--- SOURCE EXCERPT ---
• • • • •

This week was both D2L’s FUSION conference and Blackboard’s BbWorld. The conventional wisdom going around is that there was no big news out of either conference. In Blackboard’s case, that’s just not true. In fact, there was an astonishing amount of very significant news. It’s just that Blackboard didn’t do a very good job of explaining it to people. And that, by itself, is also news.
The big corporate keynote had to be one of the strangest I’ve ever seen. CEO Jay Bhatt ran through a whole long list of accomplishments for the year, but he only gave each one a few seconds as he rattled through the checklist. He mentioned that the company has a new mission statement but didn’t bother to explain it. It took nearly an hour of mostly talking about big macro trends in education and generalities about the categories of goals that the company has set before he finally got around to new product announcements. And then commenced what I can only describe as a carpet bombing run of announcements—a series of explosions that were over by the time you realized that they had started, leaving you to wonder what the heck had just happened. Vice President of User Experience Stephanie Weeks gave a 10-minute talk that was mostly platitudes and generalities about goals for students while some truly significant UX work that her team had done played on the video screen in the background, largely unexplained. There was something mentioned about cloud. Collaborate without a Java plugin! A new mobile app. Wait, another new mobile app, but something about jobs. Wait! Go back to the last slide! I think that was…. Is it over already? It seemed like simultaneously the longest and shortest keynote ever.
Phil and I had a chance to talk to Jay about it later in the day and asked him (politely) what he was thinking. He said, “I don’t view BbWorld as a selling conference. At all.”
Wait. What? This is the Blackboard conference, right?
Apparently it was. This executive team is nothing if not earnest about wanting to talk about the real issues in education. In fact, they’re so earnest about it that they’d rather talk about that than sell you their product. As a result, what was announced in Vegas stayed in Vegas. They made a serious mistake with their keynote plan. But as far as serious mistakes go, it was kind of awesome. And revealing. In and of itself, it is a strong indicator that, having begun a major cultural shift under Ray Henderson, the Blackboard of today is under Jay Bhatt is a very different beast than the Blackboard of five or six years ago. Many of your assumptions about what the company is and what you can expect from them probably aren’t safe ones to make anymore.
Anyway, it’s not surprising that people observing the conference from afar (and even from anear) missed the announcements. So what were they?
Major UX Overhaul
In the past, a “major UX overhaul” for Blackboard typically meant “we moved around some stuff in the admin panel and put on a skin that looks 5 years out of date rather than 15.” Not this time. The new UX is very different. It takes a lot of design cues from iOS (and, to a certain degree, from Windows Mobile). Forget about the 15 different submenus. They’re moving everything to a single-page model with contextual overlays that fly in when you need them. Workflows have been greatly simplified, and many of them rethought. As I sat in on a demo later in the day, I’m pretty sure that the woman in the row in front of me started crying when she saw how much easier it is to import content from an old course.

• • • • •

Region labeling records
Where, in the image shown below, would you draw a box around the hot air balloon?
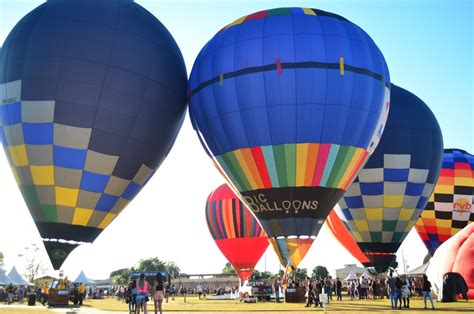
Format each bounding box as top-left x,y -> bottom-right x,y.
188,8 -> 390,267
335,84 -> 443,272
326,210 -> 370,267
426,224 -> 474,301
206,184 -> 268,282
0,0 -> 187,269
415,149 -> 474,256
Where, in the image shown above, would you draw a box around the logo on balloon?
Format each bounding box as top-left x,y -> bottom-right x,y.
244,193 -> 319,214
453,198 -> 472,213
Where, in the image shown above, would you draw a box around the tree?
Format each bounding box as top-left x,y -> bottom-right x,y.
311,265 -> 329,279
137,257 -> 166,272
165,262 -> 181,278
222,263 -> 235,274
252,269 -> 277,280
18,244 -> 45,282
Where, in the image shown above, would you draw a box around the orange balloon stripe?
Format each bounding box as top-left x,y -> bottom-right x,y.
304,143 -> 319,186
241,148 -> 264,189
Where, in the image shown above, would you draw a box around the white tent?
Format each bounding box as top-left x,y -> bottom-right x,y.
407,261 -> 430,276
345,271 -> 357,281
0,268 -> 13,286
73,270 -> 95,286
8,266 -> 33,286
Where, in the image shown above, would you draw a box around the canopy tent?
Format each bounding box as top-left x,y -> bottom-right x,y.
8,266 -> 33,286
345,271 -> 358,281
0,269 -> 14,286
406,261 -> 430,276
73,270 -> 95,286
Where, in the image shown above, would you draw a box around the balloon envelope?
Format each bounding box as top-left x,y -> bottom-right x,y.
0,0 -> 186,269
426,224 -> 474,300
326,210 -> 370,266
415,149 -> 474,256
206,184 -> 268,282
336,84 -> 443,272
189,8 -> 389,266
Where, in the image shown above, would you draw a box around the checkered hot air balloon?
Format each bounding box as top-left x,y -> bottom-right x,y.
206,184 -> 268,283
335,84 -> 443,272
415,149 -> 474,256
189,8 -> 390,267
0,0 -> 186,269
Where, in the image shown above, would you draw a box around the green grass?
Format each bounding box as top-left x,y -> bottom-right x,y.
0,297 -> 474,314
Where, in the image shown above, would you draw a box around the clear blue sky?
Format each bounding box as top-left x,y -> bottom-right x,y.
0,0 -> 474,277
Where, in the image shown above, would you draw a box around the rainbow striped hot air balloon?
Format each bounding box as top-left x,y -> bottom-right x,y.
206,184 -> 268,282
189,8 -> 390,267
415,149 -> 474,255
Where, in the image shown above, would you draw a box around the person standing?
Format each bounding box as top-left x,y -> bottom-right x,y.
305,280 -> 313,307
336,278 -> 342,301
273,277 -> 280,303
127,280 -> 137,313
136,273 -> 150,314
402,276 -> 410,309
395,277 -> 403,310
387,272 -> 397,310
77,282 -> 85,305
153,273 -> 165,314
41,281 -> 49,306
421,275 -> 434,310
324,277 -> 332,304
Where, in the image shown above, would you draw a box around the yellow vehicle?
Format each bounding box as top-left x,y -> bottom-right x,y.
48,279 -> 71,306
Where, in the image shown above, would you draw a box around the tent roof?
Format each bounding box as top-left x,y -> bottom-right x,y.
407,261 -> 430,275
73,270 -> 95,285
0,269 -> 13,286
8,266 -> 33,286
344,270 -> 357,280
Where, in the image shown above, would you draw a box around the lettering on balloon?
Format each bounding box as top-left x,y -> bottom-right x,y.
453,198 -> 472,213
244,193 -> 319,215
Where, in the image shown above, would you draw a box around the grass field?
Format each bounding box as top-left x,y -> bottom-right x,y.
0,297 -> 474,314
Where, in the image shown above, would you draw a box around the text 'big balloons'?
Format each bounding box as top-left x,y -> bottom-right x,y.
189,8 -> 390,266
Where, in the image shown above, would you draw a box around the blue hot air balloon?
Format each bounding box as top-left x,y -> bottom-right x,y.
336,84 -> 443,272
188,8 -> 390,266
0,0 -> 187,269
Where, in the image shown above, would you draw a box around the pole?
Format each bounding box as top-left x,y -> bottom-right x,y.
263,250 -> 267,272
402,250 -> 407,274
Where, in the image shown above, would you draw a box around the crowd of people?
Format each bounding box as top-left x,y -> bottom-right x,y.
123,273 -> 173,314
0,278 -> 91,306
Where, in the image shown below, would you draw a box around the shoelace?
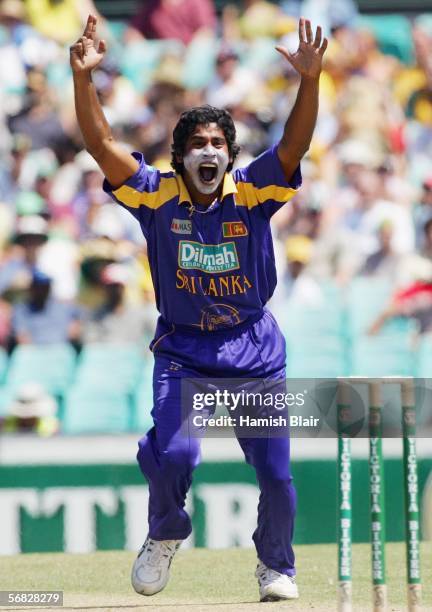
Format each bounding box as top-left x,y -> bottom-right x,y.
139,538 -> 179,565
258,566 -> 295,586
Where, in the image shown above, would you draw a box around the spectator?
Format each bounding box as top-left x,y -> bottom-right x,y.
206,47 -> 259,108
359,221 -> 400,281
369,279 -> 432,335
12,270 -> 80,344
0,215 -> 48,294
131,0 -> 216,45
0,383 -> 59,436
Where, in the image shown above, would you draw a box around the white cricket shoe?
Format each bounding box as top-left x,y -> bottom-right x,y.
255,561 -> 299,601
131,536 -> 183,595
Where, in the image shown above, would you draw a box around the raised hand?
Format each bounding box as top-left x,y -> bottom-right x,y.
276,17 -> 328,78
70,15 -> 106,72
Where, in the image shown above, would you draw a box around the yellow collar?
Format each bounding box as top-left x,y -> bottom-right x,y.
176,172 -> 237,204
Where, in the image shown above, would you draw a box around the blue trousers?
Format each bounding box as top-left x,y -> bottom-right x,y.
137,310 -> 296,576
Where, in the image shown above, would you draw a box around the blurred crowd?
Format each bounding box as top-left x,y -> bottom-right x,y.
0,0 -> 432,349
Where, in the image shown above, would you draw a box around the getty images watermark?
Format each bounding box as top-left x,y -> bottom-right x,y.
192,389 -> 319,427
181,378 -> 432,438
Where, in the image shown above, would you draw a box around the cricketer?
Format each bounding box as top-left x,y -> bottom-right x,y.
70,15 -> 327,601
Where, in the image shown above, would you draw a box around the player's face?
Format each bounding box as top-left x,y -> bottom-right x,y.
183,123 -> 230,194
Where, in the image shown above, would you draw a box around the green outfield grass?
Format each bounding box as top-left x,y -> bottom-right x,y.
0,543 -> 432,612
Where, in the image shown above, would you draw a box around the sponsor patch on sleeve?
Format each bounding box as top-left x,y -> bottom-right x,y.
222,221 -> 248,238
171,219 -> 192,234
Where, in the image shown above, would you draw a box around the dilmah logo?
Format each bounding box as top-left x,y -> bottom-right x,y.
171,219 -> 192,234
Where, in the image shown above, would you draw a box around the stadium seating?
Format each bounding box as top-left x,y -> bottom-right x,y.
0,278 -> 432,433
62,386 -> 132,434
75,343 -> 143,393
416,334 -> 432,378
6,344 -> 76,398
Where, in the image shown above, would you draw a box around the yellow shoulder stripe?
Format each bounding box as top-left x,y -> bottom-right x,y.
113,176 -> 179,210
236,182 -> 297,208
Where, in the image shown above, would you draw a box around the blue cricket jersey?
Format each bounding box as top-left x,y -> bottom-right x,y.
104,146 -> 301,332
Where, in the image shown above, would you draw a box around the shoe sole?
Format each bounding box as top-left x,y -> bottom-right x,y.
260,595 -> 299,603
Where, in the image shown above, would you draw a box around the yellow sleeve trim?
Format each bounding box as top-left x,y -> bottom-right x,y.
236,182 -> 297,208
113,176 -> 179,210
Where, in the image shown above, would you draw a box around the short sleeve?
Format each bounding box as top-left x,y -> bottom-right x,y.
234,145 -> 302,218
103,152 -> 160,234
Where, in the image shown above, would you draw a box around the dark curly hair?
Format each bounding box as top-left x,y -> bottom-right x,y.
171,105 -> 240,174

• • • • •

--- DIRECTIONS ---
a – According to the BbWorld post, who gave a 10-minute talk while the UX work played on the video screen?
b – Return the passage of the BbWorld post from "This week was" up to and including "is also news.".
Rely only on the BbWorld post and nothing else.

--- ANSWERS FOR THE EXERCISE ---
a – Stephanie Weeks, Vice President of User Experience.

b –
This week was both D2L’s FUSION conference and Blackboard’s BbWorld. The conventional wisdom going around is that there was no big news out of either conference. In Blackboard’s case, that’s just not true. In fact, there was an astonishing amount of very significant news. It’s just that Blackboard didn’t do a very good job of explaining it to people. And that, by itself, is also news.